WRITTEN PROBLEM ->
Rewrite every item below, replacing each "photo" with "image" and leaving everything else unchanged. Leave the pictures out of your answer.

RAW RECORDS ->
+ + + + + + +
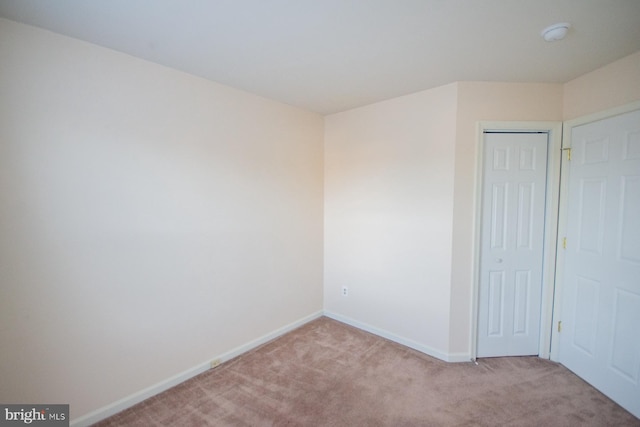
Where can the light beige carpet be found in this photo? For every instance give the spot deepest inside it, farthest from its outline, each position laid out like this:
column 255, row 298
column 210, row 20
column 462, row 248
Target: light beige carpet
column 330, row 374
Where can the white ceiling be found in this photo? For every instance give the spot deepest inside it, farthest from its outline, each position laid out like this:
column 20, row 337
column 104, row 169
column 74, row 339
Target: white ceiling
column 332, row 55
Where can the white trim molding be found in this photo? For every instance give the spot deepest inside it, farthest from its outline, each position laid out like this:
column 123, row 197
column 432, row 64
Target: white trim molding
+ + + + + + +
RESULT ->
Where can the light beige carpet be found in this image? For every instance give the spot deepest inside it, farthest from its outline, each position laid out like this:
column 255, row 298
column 210, row 20
column 462, row 248
Target: light beige carpet
column 330, row 374
Where can the white ceiling be found in this image? For every instance give the spot deepest inside it, farthest from its outline, each position laid out like this:
column 20, row 337
column 104, row 169
column 74, row 339
Target: white ceiling
column 332, row 55
Where can the white trim molding be found in this image? For every instance give the spot deepest inside it, farthest from its outline, each position laid out like this:
column 123, row 197
column 432, row 64
Target: white trim molding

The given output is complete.